### The task
In the movie-ratings text, reproduce the passage between "If you wanted" and "from the user.", inclusive.

* Start Document text *

If you wanted to build a really simple model of these Friday the 13th ratings, you could just set up a vector of base ratings (say, 1.0 for the first two films, then 0.8 for all of the rest) and fit each user's predictions by finding the multiple of that vector that best fits all of the ratings you have from that user. Given a user who rated only Friday the 13th part II and gave it a 5/5, we'd just multiply the base ratings vector by 5 to get that user's predicted ratings for the entire series: 5/5 for part I and II and 4/5 for the rest. The resulting vector follows our imagined model for ratings of the series and it also agrees on the one actual rating we know from the user.

Now imagine putting all of the movie ratings you have into one big user-by-item matrix. Somewhere in there, you'd have 12 columns for Friday the 13th movies, one for each movie in the series. Since we can't force our users to watch and rate all of the movies in the series, what we see in those columns is some sparse sample of ratings. Taken as vectors projected on just those 12 columns, it's pretty likely that we'd need a basis of size 12 to represent them all (this would be true, for example, if there are 12 users who have each only rated a single different Friday the 13th film.) But that's a basis for the sparse set of known ratings, not the dense set of predicted ratings. What we'd actually like is a basis of smaller rank the like single-vector basis we used in the previous paragraph that generalizes the sparse, observed ratings.

That's where the SVD comes in: we can choose a small rank and extract a matrix of exactly that rank from the SVD. The resulting matrix will still approximate the original matrix, so decreasing the rank will just smooth out the ratings by forcing them to be linear combinations of only a few basis vectors while matching our sparsely observed ratings as closely as possible. And the best part is that you don't even need to have specific knowledge of the domain that you're trying to extract information about - in this case, the Friday the 13th movies aren't annotated in any way, but as long as we have enough ratings that follow the linear ratings model that we described earlier, the SVD will cluster those movies together simply because it's the easiest thing to do under the sum of squared differences penalty.

Great, but Julia already has an `svd` function. I'll just use that.

* End Document text *
* Start Excerpted data *

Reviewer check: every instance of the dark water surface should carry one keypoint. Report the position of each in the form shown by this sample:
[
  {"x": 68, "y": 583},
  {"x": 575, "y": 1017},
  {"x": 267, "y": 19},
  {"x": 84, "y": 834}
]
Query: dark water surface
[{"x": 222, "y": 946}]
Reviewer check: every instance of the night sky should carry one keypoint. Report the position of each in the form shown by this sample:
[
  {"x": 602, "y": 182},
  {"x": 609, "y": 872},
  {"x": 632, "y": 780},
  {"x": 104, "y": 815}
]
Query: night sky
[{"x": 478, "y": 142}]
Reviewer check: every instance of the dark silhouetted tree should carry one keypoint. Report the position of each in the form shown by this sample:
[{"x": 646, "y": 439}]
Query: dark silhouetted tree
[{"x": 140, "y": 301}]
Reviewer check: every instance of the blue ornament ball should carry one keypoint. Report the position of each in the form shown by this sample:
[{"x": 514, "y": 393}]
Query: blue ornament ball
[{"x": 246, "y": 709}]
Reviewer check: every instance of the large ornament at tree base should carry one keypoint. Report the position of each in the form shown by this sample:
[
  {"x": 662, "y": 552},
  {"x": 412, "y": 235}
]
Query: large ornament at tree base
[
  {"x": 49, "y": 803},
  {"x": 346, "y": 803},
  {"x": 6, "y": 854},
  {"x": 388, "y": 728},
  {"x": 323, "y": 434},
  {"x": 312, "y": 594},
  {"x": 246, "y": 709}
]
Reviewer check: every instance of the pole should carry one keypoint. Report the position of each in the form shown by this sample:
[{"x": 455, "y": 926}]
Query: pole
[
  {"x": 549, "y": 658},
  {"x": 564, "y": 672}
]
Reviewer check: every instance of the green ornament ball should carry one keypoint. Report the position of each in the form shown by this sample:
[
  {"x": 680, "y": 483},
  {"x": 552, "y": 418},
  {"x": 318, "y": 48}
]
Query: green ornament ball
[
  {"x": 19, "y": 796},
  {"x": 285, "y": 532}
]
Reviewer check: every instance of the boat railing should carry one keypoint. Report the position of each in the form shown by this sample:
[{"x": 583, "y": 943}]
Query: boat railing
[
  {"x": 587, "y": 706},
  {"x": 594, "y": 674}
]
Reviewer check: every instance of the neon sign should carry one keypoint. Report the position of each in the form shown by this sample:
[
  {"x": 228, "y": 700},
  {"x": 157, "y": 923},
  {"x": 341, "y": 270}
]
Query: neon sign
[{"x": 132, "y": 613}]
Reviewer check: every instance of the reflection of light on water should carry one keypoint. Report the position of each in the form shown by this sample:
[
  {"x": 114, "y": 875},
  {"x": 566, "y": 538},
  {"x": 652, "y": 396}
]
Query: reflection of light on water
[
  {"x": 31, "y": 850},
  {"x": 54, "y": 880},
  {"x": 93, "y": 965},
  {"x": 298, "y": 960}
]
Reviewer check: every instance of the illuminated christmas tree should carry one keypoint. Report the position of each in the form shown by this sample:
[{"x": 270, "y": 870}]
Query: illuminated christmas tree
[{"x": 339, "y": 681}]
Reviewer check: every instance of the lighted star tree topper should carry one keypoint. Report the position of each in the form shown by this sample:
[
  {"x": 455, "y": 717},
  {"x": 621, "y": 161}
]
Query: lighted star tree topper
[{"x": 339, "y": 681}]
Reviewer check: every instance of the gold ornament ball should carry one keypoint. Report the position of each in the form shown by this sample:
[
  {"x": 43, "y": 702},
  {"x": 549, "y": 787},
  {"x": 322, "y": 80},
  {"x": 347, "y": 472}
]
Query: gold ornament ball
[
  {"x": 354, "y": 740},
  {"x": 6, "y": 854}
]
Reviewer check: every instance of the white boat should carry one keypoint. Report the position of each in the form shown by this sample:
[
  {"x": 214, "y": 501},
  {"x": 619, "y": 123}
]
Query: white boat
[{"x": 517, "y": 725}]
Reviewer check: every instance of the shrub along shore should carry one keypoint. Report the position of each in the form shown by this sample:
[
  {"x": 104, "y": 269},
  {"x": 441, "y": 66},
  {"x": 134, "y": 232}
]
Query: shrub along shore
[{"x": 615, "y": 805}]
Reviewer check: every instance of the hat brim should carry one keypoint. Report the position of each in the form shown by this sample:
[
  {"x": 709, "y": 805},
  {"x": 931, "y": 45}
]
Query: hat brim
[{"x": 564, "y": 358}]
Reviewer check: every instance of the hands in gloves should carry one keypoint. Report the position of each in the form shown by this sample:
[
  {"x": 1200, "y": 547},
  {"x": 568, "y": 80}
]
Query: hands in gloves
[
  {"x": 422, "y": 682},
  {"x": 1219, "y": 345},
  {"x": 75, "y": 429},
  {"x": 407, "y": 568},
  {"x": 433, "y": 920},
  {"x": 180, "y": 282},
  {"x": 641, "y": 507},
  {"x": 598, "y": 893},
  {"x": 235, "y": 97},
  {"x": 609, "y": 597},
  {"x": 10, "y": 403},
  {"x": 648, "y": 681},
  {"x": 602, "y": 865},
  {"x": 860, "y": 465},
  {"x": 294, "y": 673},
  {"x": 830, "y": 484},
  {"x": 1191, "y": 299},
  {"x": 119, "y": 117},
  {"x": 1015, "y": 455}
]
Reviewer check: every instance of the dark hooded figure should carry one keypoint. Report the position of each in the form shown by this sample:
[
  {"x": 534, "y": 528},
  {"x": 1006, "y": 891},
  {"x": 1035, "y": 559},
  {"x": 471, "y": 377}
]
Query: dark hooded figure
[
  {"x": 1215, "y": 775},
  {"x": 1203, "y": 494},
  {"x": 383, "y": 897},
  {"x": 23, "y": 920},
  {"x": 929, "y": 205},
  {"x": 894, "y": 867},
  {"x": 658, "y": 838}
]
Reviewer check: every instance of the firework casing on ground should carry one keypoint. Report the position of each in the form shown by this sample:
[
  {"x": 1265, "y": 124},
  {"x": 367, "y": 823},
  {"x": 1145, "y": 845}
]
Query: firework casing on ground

* End Excerpted data *

### Solution below
If you wanted to build a really simple model of these Friday the 13th ratings, you could just set up a vector of base ratings (say, 1.0 for the first two films, then 0.8 for all of the rest) and fit each user's predictions by finding the multiple of that vector that best fits all of the ratings you have from that user. Given a user who rated only Friday the 13th part II and gave it a 5/5, we'd just multiply the base ratings vector by 5 to get that user's predicted ratings for the entire series: 5/5 for part I and II and 4/5 for the rest. The resulting vector follows our imagined model for ratings of the series and it also agrees on the one actual rating we know from the user.